OBJECTIVE: Collect each line in the listing below that includes the word "covered", and copy those lines out in full.
══════
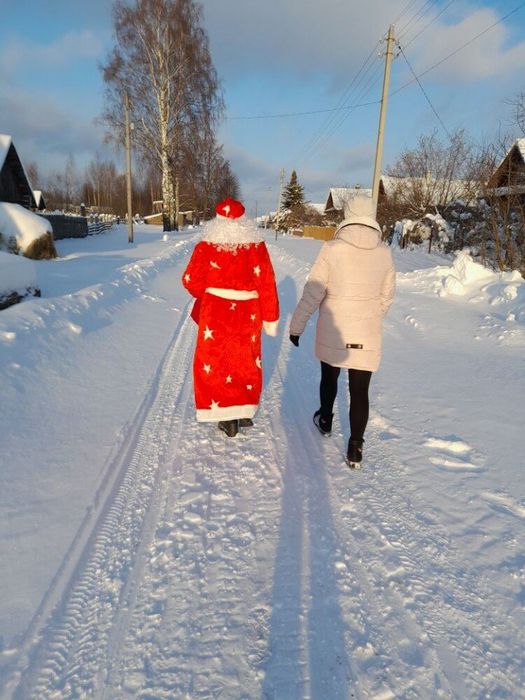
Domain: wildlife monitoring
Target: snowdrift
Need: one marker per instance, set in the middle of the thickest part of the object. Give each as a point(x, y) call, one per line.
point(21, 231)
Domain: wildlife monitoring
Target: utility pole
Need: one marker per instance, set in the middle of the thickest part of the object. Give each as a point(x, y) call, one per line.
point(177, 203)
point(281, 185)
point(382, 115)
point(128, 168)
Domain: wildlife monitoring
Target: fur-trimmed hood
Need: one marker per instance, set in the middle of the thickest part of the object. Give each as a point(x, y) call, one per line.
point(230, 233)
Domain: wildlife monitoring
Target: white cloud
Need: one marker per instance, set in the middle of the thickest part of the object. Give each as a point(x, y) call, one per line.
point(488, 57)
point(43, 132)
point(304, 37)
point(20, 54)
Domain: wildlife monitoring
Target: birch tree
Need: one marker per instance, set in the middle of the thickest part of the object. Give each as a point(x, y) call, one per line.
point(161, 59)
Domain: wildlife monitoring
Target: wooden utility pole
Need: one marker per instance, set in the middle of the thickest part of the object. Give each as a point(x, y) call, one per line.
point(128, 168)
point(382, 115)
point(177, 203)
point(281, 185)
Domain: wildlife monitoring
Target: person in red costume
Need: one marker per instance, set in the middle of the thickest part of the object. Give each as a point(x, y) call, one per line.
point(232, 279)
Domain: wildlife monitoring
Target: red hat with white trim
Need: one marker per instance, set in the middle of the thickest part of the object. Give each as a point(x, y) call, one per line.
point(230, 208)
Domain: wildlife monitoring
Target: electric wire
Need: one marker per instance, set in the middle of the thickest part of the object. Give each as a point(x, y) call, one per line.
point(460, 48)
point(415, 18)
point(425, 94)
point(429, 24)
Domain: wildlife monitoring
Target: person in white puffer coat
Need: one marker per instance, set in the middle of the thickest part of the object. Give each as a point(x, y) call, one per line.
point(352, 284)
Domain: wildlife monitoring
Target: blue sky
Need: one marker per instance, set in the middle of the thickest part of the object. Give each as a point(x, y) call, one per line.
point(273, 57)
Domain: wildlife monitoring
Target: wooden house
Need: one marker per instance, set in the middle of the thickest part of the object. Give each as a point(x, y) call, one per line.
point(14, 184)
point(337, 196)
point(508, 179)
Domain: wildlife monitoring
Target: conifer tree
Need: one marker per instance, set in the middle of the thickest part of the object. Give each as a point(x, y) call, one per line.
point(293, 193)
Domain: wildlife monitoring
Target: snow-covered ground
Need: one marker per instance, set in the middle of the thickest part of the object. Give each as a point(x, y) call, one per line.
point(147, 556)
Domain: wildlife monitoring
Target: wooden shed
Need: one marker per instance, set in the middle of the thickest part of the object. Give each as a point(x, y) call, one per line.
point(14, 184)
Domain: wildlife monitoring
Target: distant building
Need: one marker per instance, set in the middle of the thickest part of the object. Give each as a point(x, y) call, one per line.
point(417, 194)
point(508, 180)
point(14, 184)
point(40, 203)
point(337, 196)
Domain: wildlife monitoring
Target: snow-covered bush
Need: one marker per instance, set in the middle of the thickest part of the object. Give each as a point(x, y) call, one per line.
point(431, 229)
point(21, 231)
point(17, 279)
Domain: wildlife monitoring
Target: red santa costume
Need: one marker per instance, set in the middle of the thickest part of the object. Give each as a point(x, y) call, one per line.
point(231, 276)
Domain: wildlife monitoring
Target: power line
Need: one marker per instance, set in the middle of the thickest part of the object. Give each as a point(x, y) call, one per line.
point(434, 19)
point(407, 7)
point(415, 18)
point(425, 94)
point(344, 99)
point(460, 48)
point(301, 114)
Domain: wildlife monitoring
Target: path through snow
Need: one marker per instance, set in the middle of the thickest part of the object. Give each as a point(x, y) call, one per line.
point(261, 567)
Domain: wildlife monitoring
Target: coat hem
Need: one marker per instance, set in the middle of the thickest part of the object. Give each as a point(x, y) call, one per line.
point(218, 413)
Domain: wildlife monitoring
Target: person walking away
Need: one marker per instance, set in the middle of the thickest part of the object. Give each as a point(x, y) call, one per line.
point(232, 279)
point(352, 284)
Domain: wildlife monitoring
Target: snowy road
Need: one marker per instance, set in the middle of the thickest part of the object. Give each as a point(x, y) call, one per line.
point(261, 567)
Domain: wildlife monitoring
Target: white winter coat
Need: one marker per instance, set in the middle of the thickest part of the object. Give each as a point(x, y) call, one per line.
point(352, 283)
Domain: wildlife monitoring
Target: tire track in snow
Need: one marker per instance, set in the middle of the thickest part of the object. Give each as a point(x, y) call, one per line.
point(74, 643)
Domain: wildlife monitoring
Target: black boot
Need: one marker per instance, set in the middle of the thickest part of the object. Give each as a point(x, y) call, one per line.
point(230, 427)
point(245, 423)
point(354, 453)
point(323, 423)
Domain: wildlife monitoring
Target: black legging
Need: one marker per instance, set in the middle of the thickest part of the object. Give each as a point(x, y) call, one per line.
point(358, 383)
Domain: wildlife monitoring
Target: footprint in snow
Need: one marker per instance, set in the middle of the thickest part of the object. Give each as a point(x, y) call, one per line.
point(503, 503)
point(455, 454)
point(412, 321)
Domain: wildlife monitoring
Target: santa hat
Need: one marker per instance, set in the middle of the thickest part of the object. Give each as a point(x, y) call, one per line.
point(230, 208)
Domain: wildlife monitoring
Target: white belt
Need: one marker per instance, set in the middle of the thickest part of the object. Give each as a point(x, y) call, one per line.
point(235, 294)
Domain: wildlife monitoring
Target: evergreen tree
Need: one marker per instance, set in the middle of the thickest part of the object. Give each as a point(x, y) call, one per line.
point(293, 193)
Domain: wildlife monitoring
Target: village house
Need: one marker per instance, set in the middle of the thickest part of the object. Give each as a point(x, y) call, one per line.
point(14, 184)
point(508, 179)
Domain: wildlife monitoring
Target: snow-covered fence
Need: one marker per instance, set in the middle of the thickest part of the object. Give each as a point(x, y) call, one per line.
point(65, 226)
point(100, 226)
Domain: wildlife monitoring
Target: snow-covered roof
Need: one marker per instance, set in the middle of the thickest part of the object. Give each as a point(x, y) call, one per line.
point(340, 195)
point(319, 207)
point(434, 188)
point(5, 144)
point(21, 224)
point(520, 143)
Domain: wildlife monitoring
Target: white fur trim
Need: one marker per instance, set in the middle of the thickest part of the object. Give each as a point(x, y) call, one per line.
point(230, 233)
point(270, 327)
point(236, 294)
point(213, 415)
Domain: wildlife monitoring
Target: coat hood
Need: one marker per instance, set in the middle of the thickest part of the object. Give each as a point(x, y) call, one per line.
══════
FULL ANSWER:
Target: snow-covered ground
Target: snow-covered bush
Target: snow-covered fence
Target: snow-covered roof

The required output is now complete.